**What to produce:** From the line with "of the pendant" to the line with "the patterned throw", retype every line exactly, including those two, and leave out the rest of the data below.

**Data excerpts:**
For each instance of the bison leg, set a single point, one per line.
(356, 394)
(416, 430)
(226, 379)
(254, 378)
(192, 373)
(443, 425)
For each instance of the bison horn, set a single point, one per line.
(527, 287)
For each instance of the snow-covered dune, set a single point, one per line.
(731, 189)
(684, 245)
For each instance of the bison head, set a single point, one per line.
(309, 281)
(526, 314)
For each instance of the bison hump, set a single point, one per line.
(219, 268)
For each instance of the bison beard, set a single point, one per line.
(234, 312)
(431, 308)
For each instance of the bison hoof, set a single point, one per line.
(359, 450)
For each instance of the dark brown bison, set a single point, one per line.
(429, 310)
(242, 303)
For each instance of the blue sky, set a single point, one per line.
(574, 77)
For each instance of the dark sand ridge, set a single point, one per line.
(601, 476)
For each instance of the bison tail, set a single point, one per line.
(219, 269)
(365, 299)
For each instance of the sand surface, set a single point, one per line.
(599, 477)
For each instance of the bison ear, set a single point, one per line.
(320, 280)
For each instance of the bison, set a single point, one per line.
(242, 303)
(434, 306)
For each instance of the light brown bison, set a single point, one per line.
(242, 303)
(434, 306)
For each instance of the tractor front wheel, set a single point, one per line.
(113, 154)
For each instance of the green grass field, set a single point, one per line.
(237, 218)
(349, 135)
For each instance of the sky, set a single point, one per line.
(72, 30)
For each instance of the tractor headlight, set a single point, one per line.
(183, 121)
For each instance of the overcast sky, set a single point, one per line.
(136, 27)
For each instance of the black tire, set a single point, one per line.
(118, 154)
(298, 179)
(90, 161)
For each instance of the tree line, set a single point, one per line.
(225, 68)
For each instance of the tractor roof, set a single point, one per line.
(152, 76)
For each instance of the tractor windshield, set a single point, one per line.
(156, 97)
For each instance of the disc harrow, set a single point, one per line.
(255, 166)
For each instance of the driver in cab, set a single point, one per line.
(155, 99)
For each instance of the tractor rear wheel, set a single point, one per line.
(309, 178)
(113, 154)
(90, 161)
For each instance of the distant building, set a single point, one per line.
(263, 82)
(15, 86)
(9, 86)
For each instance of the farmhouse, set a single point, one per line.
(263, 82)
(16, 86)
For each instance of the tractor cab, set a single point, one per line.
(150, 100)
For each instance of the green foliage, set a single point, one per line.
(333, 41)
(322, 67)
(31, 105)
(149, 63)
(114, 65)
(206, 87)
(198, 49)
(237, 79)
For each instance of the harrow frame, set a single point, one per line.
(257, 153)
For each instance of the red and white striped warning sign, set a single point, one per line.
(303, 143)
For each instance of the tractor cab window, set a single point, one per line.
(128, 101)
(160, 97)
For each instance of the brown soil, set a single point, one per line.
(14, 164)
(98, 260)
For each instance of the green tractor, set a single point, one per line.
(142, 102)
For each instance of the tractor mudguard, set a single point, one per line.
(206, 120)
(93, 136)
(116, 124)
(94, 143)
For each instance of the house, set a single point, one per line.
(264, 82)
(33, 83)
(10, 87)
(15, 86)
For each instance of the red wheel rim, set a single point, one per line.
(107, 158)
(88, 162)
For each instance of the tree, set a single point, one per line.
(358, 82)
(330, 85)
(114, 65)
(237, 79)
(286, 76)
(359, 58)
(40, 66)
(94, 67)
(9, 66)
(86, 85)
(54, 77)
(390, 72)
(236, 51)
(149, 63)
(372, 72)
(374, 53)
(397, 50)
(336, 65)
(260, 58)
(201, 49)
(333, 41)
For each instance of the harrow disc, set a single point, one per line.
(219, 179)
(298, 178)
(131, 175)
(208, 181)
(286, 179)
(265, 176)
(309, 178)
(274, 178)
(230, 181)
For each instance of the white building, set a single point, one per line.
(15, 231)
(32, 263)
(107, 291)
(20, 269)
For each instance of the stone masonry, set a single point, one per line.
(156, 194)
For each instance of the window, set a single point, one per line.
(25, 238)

==

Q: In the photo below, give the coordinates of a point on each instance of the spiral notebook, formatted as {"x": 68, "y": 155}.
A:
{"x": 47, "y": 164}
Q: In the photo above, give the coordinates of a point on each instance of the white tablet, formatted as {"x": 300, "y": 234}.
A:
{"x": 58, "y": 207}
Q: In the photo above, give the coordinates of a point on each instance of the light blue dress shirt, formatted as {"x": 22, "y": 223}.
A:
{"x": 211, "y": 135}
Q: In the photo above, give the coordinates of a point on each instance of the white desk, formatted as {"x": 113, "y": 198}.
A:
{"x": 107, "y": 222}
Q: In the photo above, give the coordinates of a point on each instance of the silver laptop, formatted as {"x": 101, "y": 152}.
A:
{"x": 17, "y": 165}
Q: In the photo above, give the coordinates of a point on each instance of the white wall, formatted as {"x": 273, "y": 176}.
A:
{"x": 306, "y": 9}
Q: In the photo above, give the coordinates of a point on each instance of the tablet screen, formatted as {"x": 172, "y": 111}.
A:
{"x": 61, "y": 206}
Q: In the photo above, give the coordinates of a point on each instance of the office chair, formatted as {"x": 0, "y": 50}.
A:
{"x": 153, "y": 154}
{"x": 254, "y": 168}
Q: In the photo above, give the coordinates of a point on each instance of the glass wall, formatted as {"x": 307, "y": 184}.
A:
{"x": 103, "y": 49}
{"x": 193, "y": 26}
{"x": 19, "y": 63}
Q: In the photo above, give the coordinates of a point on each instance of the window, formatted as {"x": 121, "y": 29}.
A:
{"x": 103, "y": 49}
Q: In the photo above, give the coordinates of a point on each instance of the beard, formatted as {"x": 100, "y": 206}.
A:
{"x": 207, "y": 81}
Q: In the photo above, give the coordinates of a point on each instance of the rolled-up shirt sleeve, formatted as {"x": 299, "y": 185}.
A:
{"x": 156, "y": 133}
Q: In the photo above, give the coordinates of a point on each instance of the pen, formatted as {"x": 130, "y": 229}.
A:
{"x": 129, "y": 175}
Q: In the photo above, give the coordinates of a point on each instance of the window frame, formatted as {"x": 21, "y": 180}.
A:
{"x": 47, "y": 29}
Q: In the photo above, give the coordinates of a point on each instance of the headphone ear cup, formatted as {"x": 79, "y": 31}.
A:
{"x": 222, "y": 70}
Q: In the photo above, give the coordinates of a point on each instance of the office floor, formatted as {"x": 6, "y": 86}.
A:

---

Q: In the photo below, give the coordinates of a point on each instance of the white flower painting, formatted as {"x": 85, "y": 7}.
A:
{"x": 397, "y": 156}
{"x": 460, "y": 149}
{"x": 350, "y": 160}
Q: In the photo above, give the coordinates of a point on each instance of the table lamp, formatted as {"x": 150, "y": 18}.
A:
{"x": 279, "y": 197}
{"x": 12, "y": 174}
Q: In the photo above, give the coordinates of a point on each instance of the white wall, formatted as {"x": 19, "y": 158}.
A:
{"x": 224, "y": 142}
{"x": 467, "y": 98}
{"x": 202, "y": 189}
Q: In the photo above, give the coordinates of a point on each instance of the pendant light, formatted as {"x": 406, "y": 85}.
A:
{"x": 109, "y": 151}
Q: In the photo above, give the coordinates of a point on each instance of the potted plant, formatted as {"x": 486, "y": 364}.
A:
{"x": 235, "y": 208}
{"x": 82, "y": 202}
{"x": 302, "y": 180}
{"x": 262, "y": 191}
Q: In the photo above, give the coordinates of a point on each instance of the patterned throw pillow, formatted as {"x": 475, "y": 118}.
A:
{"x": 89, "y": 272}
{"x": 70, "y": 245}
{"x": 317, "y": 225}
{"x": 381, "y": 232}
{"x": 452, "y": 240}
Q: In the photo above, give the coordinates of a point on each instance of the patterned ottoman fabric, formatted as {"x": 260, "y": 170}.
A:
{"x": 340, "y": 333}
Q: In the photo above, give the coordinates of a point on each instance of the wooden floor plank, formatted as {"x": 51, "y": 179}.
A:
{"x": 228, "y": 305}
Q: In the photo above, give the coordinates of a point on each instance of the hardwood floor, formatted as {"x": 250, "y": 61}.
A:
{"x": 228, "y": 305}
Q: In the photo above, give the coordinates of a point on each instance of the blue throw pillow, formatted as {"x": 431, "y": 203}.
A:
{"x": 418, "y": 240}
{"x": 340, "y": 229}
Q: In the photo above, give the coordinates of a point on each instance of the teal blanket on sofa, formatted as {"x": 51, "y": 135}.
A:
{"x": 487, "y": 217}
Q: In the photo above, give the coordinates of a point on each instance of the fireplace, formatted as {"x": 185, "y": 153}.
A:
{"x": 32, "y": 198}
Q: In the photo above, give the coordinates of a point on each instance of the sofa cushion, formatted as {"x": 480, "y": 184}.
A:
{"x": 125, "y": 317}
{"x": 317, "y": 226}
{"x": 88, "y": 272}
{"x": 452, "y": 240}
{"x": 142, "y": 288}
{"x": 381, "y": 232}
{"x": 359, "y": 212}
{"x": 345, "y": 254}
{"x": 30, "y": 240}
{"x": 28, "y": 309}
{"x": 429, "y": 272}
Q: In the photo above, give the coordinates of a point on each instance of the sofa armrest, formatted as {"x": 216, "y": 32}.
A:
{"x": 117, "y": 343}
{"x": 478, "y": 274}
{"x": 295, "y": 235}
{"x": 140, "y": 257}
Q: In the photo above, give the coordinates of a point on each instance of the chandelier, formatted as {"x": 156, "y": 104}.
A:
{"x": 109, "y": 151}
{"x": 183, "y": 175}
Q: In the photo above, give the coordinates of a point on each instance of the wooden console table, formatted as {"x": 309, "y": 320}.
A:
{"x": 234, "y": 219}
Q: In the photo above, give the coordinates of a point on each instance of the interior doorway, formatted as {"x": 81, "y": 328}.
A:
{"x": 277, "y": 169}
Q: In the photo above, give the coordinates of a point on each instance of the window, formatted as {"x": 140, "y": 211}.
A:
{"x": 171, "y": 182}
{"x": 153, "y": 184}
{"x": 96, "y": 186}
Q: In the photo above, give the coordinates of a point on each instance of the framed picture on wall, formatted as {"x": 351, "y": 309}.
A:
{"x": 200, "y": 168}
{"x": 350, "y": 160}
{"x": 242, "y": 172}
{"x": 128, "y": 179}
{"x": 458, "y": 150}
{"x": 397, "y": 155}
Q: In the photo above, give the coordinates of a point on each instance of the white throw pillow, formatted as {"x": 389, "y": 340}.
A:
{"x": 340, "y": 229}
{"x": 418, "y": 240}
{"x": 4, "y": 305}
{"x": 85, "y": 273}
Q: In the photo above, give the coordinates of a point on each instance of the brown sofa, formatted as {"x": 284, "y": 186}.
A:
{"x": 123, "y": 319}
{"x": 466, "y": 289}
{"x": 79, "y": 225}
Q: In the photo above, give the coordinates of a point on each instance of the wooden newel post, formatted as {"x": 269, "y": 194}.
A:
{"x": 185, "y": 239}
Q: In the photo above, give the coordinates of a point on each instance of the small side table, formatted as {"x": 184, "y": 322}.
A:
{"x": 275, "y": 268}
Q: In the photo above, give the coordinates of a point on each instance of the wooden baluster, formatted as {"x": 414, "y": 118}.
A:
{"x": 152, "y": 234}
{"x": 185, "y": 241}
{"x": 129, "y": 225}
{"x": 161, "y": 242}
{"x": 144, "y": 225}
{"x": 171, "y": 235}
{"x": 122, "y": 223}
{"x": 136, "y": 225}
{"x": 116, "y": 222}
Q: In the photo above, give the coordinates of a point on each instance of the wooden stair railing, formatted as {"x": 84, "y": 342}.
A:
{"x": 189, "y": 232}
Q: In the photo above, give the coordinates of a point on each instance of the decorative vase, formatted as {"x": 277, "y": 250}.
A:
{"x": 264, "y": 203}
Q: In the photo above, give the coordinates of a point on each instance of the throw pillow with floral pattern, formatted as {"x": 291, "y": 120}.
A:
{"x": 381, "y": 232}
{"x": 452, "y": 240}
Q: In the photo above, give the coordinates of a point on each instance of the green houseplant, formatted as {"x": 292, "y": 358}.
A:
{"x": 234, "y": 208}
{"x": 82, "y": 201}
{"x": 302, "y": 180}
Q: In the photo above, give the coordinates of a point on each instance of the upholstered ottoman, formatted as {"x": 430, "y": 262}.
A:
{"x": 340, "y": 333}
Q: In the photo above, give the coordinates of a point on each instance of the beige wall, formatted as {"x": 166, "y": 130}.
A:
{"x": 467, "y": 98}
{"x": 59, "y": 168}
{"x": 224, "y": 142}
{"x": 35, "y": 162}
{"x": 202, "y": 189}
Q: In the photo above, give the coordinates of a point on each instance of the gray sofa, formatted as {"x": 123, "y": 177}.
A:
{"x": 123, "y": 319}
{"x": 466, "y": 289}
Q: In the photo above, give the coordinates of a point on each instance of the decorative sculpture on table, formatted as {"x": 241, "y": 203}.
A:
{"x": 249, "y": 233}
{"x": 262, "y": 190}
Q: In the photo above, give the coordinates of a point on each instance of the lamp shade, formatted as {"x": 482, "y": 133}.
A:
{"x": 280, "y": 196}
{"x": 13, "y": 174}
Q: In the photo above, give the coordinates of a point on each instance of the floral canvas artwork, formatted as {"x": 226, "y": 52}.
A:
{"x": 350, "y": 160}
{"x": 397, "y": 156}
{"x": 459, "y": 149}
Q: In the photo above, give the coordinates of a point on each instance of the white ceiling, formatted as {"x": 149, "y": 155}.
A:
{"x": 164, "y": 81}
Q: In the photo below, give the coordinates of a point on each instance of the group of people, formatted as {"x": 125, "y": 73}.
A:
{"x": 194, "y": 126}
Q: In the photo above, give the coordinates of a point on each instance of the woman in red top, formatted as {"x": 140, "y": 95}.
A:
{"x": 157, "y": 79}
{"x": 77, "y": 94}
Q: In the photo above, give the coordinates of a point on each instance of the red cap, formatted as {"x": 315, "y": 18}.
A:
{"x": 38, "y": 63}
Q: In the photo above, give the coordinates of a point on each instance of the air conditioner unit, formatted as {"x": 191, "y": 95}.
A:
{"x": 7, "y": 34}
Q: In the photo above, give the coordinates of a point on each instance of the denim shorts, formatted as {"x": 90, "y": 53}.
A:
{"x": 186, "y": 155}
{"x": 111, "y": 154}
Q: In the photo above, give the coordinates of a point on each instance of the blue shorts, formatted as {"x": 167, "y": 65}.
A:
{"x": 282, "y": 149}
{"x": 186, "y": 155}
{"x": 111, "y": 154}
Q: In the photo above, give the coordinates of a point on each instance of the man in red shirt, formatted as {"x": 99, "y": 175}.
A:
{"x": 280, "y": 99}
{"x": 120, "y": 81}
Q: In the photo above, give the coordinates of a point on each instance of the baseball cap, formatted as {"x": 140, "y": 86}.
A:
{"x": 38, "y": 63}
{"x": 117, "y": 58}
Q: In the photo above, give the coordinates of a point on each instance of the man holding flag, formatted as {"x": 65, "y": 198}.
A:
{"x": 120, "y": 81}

**Output below:**
Q: In the photo above, give the coordinates of a point on each instance of the pendant light, formatted as {"x": 406, "y": 85}.
A:
{"x": 109, "y": 151}
Q: In the photo above, give the coordinates of a point on each instance of the potted plant, formatted as {"x": 486, "y": 364}.
A:
{"x": 235, "y": 208}
{"x": 82, "y": 202}
{"x": 302, "y": 180}
{"x": 262, "y": 191}
Q: In the photo above, give the coordinates of a point on each instance of the patterned throw pillow, formatted as {"x": 475, "y": 118}.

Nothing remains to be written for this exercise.